Exercise brief: Copy all the material below, exactly as it stands.
Start
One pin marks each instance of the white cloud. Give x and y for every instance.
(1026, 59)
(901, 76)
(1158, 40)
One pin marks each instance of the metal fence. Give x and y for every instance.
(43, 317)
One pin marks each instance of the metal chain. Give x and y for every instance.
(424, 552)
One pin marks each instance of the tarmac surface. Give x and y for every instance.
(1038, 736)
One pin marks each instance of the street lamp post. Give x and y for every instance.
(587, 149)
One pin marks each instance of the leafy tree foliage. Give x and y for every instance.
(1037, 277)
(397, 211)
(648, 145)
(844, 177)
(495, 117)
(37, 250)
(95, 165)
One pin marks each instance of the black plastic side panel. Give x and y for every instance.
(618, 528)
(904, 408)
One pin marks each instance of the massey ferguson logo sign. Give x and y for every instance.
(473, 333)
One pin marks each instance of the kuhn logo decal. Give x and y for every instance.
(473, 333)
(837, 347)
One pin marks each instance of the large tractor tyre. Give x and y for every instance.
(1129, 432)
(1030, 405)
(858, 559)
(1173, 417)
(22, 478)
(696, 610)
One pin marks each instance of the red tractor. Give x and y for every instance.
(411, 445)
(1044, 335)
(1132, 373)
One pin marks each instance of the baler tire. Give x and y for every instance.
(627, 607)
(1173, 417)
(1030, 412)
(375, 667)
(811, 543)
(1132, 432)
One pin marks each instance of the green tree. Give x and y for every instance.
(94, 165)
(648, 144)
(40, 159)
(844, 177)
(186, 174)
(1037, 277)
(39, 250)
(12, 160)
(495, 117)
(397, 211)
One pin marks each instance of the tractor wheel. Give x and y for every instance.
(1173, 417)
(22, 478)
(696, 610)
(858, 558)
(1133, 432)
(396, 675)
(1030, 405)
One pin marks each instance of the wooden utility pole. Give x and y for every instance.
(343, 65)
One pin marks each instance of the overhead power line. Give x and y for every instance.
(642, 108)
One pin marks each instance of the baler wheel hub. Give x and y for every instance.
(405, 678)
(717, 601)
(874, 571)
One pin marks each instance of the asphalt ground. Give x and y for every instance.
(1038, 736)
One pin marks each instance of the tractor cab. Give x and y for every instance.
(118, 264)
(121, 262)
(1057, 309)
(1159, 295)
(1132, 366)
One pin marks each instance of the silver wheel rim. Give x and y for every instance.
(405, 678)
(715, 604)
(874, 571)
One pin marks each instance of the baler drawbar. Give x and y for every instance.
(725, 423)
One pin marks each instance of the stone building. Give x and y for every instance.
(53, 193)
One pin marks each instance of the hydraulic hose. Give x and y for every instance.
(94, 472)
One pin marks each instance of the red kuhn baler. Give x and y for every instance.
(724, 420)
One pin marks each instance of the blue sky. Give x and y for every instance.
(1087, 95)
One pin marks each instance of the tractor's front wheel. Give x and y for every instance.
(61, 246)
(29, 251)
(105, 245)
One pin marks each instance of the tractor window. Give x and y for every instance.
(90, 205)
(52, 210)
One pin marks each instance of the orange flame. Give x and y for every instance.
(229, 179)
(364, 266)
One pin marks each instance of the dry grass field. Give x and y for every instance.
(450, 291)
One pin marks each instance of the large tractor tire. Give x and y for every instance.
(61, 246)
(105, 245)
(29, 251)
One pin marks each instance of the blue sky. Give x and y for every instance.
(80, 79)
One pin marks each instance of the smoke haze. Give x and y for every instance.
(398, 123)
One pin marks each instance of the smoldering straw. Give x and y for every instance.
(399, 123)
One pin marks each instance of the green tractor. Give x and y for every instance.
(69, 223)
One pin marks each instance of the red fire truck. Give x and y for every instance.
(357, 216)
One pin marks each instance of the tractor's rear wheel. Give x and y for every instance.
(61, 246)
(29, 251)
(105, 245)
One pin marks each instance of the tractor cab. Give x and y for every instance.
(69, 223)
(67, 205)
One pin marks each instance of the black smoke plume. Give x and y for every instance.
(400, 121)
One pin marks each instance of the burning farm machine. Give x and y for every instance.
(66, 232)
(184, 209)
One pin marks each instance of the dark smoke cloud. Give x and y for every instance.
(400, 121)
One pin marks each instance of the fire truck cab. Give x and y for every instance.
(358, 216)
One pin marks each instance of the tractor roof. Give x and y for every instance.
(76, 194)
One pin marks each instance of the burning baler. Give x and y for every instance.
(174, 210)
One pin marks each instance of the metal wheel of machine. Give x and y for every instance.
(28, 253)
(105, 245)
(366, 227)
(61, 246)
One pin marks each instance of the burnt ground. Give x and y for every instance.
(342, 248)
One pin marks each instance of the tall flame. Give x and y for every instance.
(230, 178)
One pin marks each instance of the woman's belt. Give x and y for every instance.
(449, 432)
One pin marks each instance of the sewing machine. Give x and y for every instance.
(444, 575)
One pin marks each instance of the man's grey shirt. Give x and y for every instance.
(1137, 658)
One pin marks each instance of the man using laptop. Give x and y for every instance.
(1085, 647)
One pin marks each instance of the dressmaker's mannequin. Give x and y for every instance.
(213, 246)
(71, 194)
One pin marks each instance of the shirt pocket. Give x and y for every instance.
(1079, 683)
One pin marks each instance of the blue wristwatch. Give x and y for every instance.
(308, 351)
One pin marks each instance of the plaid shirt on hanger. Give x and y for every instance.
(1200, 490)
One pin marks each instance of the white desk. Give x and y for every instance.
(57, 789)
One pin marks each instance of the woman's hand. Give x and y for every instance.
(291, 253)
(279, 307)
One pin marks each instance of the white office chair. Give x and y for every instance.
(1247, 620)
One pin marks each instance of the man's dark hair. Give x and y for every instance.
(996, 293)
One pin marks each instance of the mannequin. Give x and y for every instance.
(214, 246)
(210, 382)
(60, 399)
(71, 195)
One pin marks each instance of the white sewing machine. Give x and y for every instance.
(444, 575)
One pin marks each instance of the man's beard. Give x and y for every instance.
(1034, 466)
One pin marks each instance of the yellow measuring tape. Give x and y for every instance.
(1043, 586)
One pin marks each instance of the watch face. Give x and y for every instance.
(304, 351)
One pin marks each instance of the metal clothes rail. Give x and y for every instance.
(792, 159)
End
Written response:
One pin marks each instance of the white cloud. Give x and y for every instance.
(1026, 59)
(901, 76)
(1158, 40)
One pin marks each instance of the metal fence. Give x and y for every instance.
(43, 317)
One pin marks each instance of the metal chain. Give x and y for every instance.
(424, 552)
One pin marks each instance of the tarmac surface. Give x and y for every instance.
(1038, 736)
One pin marks each instance of the street lamp post. Give x and y for every instance.
(587, 149)
One pin marks each instance of the leafy tree foliage. Give x and y for every instance.
(1037, 277)
(397, 211)
(648, 145)
(844, 177)
(495, 117)
(37, 250)
(95, 165)
One pin marks each instance of the black plastic side panel. Give x and y for every instance.
(618, 528)
(904, 408)
One pin marks each instance of the massey ferguson logo sign. Give x and y for every instance.
(473, 333)
One pin marks each instance of the kuhn logo decal. Give x and y for every instance.
(473, 333)
(837, 347)
One pin marks each instance of the large tractor tyre. Give x and y for every instance.
(1129, 432)
(1030, 405)
(858, 559)
(1173, 417)
(22, 478)
(696, 610)
One pin marks each instance of the red tractor. Give x and y for every instance.
(411, 445)
(1044, 335)
(1132, 373)
One pin marks each instance of the baler tire. Give x and y for every instance.
(627, 607)
(1173, 417)
(1030, 412)
(375, 667)
(811, 543)
(1132, 432)
One pin marks each instance of the green tree. Give x and y for every instance.
(94, 165)
(648, 144)
(40, 159)
(844, 177)
(186, 174)
(1037, 277)
(39, 250)
(12, 160)
(495, 117)
(397, 211)
One pin marks each instance of the tractor wheel. Give x and y for every instance.
(1173, 417)
(22, 478)
(696, 610)
(858, 558)
(1133, 432)
(396, 675)
(1030, 405)
One pin marks each instance of the wooden utility pole. Give x and y for every instance.
(343, 65)
One pin marks each instance of the overhead power line. Give x and y for every instance.
(642, 108)
One pin marks each instance of the baler wheel hub. Give x and y for every instance.
(405, 678)
(717, 601)
(874, 571)
One pin marks each instance of the asphalt ground. Give x and y for every instance.
(1038, 736)
One pin marks each instance of the tractor cab. Give x and y for every instance.
(118, 264)
(121, 262)
(1057, 309)
(1159, 295)
(1132, 366)
One pin marks each instance of the silver wheel rim. Give x and y for every instance.
(405, 678)
(715, 604)
(874, 571)
One pin marks each instance of the baler drawbar. Give x and y for every instance.
(725, 423)
One pin marks each instance of the stone building. Give x and y for every instance.
(53, 193)
One pin marks each instance of the hydraulic hose. Give x and y for every instance.
(94, 472)
One pin marks each instance of the red kuhn baler. Give x and y for every instance.
(724, 420)
One pin marks each instance of the blue sky. Give x and y for every instance.
(1087, 95)
One pin marks each instance of the tractor's front wheel. Give x and y for every instance.
(61, 246)
(29, 251)
(105, 245)
One pin marks each instance of the tractor window. Give x and y for every instance.
(90, 205)
(52, 210)
One pin marks each instance of the orange flame. Give x and y for every instance.
(229, 179)
(364, 266)
One pin marks each instance of the dry grass field. Give x and y for every instance.
(450, 291)
One pin marks each instance of the large tractor tire. Give x and y for every instance.
(61, 246)
(105, 245)
(29, 251)
One pin marks each instance of the blue sky. Give x and y for every instance.
(80, 79)
One pin marks each instance of the smoke haze. Give x and y for every instance.
(398, 123)
One pin marks each instance of the smoldering straw. Give x and y for every instance.
(399, 123)
One pin marks each instance of the green tractor. Give x and y for every instance.
(69, 223)
One pin marks each instance of the red fire truck. Give x and y for every instance.
(357, 216)
One pin marks each instance of the tractor's rear wheel. Give x and y for every instance.
(61, 246)
(29, 251)
(105, 245)
One pin marks each instance of the tractor cab. Give x and y for every instance.
(69, 223)
(67, 205)
One pin marks each instance of the black smoke plume. Give x and y for every instance.
(400, 121)
One pin marks each instance of the burning farm machine. Give x and y for every instance.
(66, 232)
(184, 209)
One pin marks each instance of the dark smoke cloud. Give x and y for every instance.
(400, 121)
One pin marks each instance of the fire truck cab. Give x and y for every instance.
(358, 216)
One pin marks each instance of the tractor roof. Give x and y for every instance.
(76, 194)
One pin marks each instance of the burning baler. Give x and y for every instance.
(174, 210)
One pin marks each instance of the metal wheel of machine. Give x and y for every instance.
(28, 253)
(105, 245)
(366, 227)
(61, 246)
One pin marks each instance of the burnt ground. Give x and y for every instance.
(342, 248)
One pin marks each instance of the tall flame. Give x and y for every instance.
(230, 178)
One pin marks each instance of the woman's belt. Give x and y for every instance.
(449, 432)
One pin marks each instance of the sewing machine. Give x and y for every instance.
(444, 575)
One pin marks each instance of the man's grey shirt. Give x and y for every instance.
(1137, 658)
One pin marks each instance of the man using laptop. Give x and y for every instance.
(1085, 647)
One pin marks each instance of the dressmaker's mannequin. Give x and y for every instance.
(213, 246)
(71, 194)
One pin marks each instance of the shirt pocket. Give x and y for every instance.
(1079, 683)
One pin marks each instance of the blue wristwatch. Give x and y for every instance.
(308, 351)
One pin marks each instance of the plaid shirt on hanger. Give x and y for every instance.
(1200, 490)
One pin marks each instance of the white desk. Give x and y for every instance.
(57, 789)
One pin marks each instance of the woman's hand. Give x and y for every instance.
(291, 253)
(279, 307)
One pin marks each instance of the white office chair. Give x and y for every instance.
(1247, 620)
One pin marks each instance of the man's dark hair. Give x and y for every instance.
(996, 293)
One pin marks each instance of the mannequin. Give x and y for every instance.
(214, 246)
(210, 382)
(60, 399)
(71, 195)
One pin marks each instance of the white sewing machine. Give x and y for every instance.
(444, 575)
One pin marks each instance of the man's beard. Give x and y for every instance.
(1034, 466)
One pin marks each instance of the yellow measuring tape. Give x and y for every instance.
(1043, 586)
One pin marks each instance of the watch face. Give x and y for every instance.
(304, 351)
One pin marks each instance of the metal clothes rail. Give x and y for every instance.
(792, 159)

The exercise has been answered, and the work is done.